*Exercise details*.
Transcribe the passage of the essay below on writing as a way to be remembered, from "So, then, why" up to and including "Deathless prose. Literature.".
--- begin Excerpt ---
CNF Features

Why I Write: A Memento Mori

By Evan Guilford-Blake

Photography by Jesse Ryan Brown

Every night, my wife and I listen to an old time radio program. In the dozen years we’ve been doing it, we’ve heard everything from the Jack Benny Show (all 19 years) to every episode of Johnny Dollar, Dragnet and countless more.

Just now, we’re nearing the end of X Minus 1, an anthology science fiction series broadcast by NBC during the mid-1950s, and co-presented by Galaxy Magazine, one of the genre’s premier publications. The stories (which first appeared in Galaxy and Astounding Science Fiction) were adapted to radio theatre; they are by many of the shining stars of the fantastic, names oh-so well known to me. I grew up devouring the paperbacks and pulps of the era: Clifford Simak, Frederick Brown, Ray Bradbury, among (so) many others.

But some I don’t know at all, and they’re by authors whose names I don’t recall ever seeing in print, either: Frank Quattrocchi’s Sea Legs, for example, and Jack McKenty’s A Thousand Dollars a Plate. Also among (so) many others.

The surprise in all this is how few of the stories I can find in print, anywhere. Most of them, from the astounding to the yawn-inducing, have simply disappeared, like the Western tales of the late 1800s and the war stories that abounded for a decade after World War II.

I’m sure there are treasured copies tucked away in the archives of rare magazine aficionados. But I’ve looked for Sea Legs and A Thousand Dollars a Plate, in libraries on- and off-line and all over the Internet. They’re not there.

They’ve vanished.

I’m a writer. I write prose and stageplays. Influenced by my mother, who wrote radio plays and short stories (and was, like me, an avid reader) I started writing when I was five: Mom sent off a poem I’d written to a children’s magazine that actually published it. Paid me five bucks, too. I was astonished and exhilarated. I’ve been writing ever since. I still get exhilarated when a publisher says “Yes!”

I dabbled for a long time but I came to writing as a raison d’être later in life. I’m fortunate: I’ve had some success and, because my wife makes a good living (and loves that I write), I can spend three, five, seven hours a day doing it, despite the distractions and obligations that make up my day (as they make up the days of most writers). I had my first trade paperback (a play) published in 2009, three novels and a short story collection since, and I have manuscripts galore floating about the universe like bond-paper fairies in search of someone (else) to believe in them.

In the process, I’ve come to terms with a fact of literary life: If I’m lucky, I’ll make a little money, but, alas, I’m not gonna get rich. Nor will my name become a household word.

So, then, why (other than for love) do I bother?

For many years, I said I wrote because I could. Later, my rationale was that, like breathing, it was easier for me to write than it was not to write.

Now, however, I’ve come to realize the reality: I write because it’s my way to be remembered. I’m striving for immortality.

Most of what I write these days is what’s classified as “literary fiction”: short stories about Things That Matter, written in a relatively dense style that creates demands on the reader. In other words, I try to write things that mean something now, and will retain meaning for generations to come. Deathless prose. Literature.

Which brings me back to X Minus 1.
--- end Excerpt ---
--- begin Provided material ---
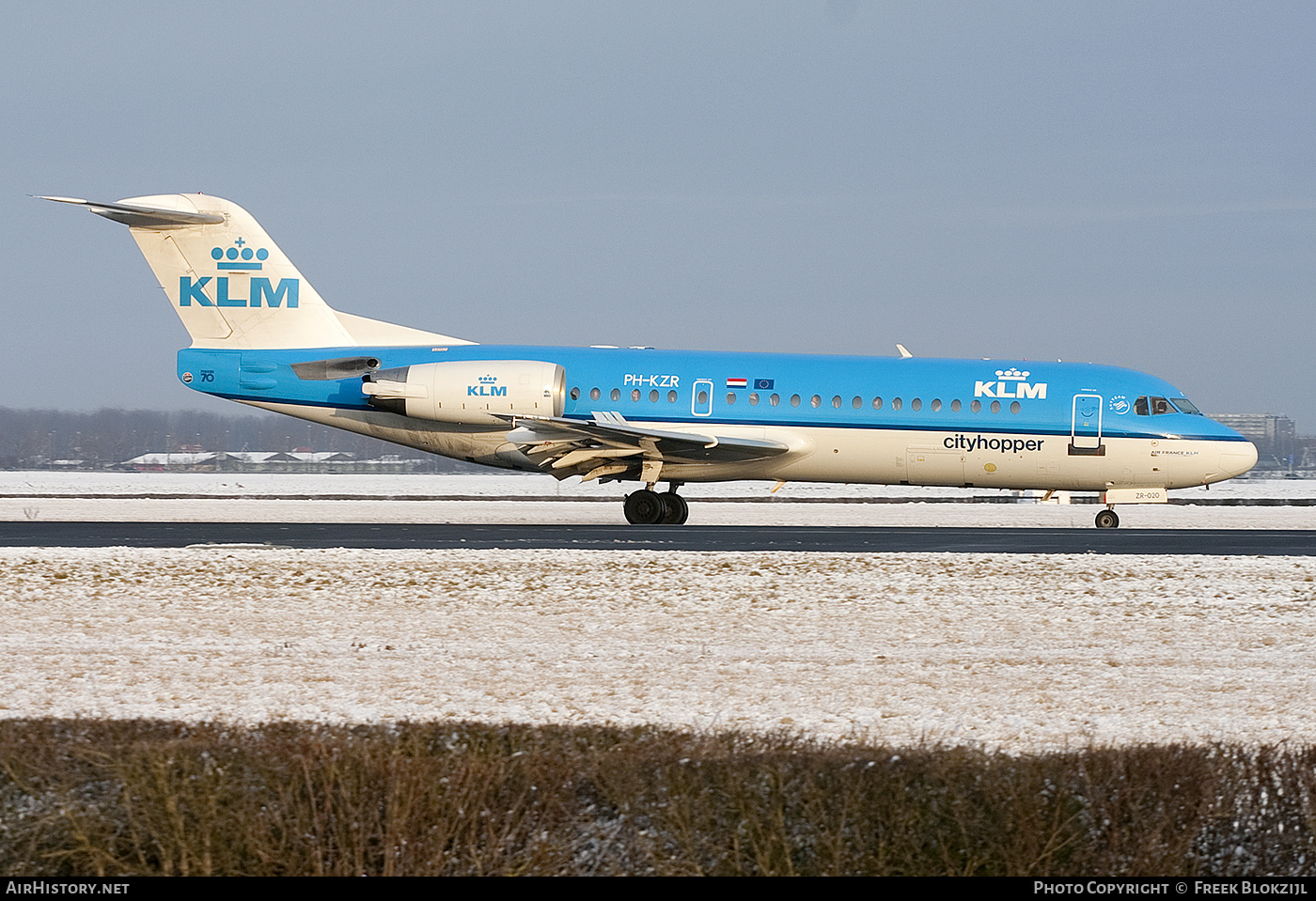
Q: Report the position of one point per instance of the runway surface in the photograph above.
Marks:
--- end Provided material ---
*The answer*.
So, then, why (other than for love) do I bother?

For many years, I said I wrote because I could. Later, my rationale was that, like breathing, it was easier for me to write than it was not to write.

Now, however, I’ve come to realize the reality: I write because it’s my way to be remembered. I’m striving for immortality.

Most of what I write these days is what’s classified as “literary fiction”: short stories about Things That Matter, written in a relatively dense style that creates demands on the reader. In other words, I try to write things that mean something now, and will retain meaning for generations to come. Deathless prose. Literature.